◆ **Exercise task**
Count the lines in the entries below that contain the string "puzzle". Reply with that number alone.

◆ **Given entries**
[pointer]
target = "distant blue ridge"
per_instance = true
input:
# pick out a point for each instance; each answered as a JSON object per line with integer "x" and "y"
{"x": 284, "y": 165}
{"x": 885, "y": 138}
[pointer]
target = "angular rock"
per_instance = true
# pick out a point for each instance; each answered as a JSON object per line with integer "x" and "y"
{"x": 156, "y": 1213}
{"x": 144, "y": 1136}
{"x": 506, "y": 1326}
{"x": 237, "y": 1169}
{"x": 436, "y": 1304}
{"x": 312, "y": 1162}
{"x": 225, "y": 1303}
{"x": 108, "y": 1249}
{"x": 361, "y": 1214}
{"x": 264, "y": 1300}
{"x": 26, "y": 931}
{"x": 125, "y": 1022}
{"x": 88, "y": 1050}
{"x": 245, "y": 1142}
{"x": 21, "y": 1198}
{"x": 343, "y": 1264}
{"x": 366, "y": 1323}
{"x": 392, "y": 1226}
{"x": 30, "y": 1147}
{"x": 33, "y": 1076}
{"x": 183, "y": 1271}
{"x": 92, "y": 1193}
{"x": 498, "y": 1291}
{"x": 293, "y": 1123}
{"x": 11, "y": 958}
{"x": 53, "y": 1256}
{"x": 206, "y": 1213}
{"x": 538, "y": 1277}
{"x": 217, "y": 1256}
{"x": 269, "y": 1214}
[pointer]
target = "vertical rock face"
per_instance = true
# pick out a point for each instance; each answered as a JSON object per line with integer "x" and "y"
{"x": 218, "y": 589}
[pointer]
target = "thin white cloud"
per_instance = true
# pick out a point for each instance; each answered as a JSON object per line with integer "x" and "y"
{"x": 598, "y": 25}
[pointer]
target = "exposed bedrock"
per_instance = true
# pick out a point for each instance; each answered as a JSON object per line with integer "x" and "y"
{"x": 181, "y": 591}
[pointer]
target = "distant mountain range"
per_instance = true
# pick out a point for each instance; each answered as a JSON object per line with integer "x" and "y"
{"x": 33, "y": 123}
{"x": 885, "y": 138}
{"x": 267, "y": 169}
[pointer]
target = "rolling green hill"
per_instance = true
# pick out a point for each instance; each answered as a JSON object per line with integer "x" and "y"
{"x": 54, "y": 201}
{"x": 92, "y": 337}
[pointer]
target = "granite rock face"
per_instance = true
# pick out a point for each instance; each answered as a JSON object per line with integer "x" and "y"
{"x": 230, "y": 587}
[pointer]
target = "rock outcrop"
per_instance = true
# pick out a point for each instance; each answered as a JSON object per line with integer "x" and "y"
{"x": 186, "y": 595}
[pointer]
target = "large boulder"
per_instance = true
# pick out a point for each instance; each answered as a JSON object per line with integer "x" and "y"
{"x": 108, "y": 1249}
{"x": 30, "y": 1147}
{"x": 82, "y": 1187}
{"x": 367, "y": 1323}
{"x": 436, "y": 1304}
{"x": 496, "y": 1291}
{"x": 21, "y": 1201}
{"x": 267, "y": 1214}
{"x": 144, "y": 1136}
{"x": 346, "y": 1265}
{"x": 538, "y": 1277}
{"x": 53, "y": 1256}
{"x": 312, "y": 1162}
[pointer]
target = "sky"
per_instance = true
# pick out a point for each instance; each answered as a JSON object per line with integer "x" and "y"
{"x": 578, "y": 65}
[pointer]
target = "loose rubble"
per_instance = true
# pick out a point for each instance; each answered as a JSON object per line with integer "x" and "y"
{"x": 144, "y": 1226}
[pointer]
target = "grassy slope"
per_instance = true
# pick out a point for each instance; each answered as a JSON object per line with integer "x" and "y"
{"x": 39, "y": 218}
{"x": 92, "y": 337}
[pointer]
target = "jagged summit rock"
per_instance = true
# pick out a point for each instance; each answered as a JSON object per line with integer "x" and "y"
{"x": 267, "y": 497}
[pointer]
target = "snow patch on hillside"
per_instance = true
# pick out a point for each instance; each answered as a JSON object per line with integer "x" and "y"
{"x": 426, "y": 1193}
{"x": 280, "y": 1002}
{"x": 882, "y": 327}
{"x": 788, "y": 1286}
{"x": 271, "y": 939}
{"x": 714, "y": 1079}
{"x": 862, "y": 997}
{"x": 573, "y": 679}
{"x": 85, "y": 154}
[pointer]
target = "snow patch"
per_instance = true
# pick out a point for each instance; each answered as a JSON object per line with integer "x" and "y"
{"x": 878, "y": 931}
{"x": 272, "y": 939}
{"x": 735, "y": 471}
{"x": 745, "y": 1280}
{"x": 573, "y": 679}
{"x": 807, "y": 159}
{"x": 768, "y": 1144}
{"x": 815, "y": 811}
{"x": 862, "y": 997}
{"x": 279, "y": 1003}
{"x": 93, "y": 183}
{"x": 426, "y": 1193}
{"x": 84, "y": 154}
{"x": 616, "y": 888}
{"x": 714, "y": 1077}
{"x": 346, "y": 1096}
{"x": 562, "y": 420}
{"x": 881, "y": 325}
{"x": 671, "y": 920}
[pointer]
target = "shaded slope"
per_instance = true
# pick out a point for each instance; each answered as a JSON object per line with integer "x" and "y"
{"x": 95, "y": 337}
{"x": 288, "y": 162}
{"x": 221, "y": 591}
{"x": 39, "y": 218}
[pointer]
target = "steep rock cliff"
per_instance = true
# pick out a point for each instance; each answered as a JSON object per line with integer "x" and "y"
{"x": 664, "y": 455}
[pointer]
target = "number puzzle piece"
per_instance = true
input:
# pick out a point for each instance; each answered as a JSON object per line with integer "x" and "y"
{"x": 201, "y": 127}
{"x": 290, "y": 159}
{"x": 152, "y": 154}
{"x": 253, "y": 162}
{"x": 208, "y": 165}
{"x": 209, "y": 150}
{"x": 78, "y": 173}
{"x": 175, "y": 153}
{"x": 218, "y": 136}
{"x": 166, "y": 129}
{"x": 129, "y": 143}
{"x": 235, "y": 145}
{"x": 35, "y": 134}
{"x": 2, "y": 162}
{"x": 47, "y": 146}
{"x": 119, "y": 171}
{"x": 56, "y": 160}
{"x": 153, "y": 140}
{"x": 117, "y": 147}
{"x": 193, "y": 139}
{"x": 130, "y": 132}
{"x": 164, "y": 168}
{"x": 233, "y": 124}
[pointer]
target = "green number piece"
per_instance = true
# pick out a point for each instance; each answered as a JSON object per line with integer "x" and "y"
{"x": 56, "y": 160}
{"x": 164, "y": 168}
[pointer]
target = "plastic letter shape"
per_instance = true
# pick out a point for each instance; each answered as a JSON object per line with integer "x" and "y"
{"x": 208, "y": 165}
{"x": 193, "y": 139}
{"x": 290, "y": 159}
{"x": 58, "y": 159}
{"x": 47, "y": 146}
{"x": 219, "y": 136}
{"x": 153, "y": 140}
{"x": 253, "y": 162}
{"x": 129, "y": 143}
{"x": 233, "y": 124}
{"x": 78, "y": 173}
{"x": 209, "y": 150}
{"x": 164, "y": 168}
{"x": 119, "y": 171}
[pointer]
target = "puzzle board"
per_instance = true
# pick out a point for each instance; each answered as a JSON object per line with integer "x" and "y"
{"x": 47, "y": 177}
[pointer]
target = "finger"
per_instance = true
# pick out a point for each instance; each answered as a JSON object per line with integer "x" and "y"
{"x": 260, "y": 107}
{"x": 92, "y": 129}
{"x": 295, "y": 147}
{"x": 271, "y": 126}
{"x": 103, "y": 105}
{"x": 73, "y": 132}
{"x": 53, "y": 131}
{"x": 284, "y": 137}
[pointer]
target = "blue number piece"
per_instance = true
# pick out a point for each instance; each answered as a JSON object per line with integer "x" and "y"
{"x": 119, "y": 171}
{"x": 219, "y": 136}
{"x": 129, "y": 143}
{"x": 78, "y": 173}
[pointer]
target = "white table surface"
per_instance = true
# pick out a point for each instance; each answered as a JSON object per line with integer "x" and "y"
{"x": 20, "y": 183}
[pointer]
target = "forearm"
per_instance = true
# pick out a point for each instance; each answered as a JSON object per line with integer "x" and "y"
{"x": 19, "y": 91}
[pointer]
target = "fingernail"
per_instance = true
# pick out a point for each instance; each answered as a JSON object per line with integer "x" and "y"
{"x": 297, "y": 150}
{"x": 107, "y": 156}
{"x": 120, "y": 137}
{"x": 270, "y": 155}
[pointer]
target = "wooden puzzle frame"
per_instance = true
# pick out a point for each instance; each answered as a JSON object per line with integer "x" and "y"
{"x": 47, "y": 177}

◆ **Written response**
3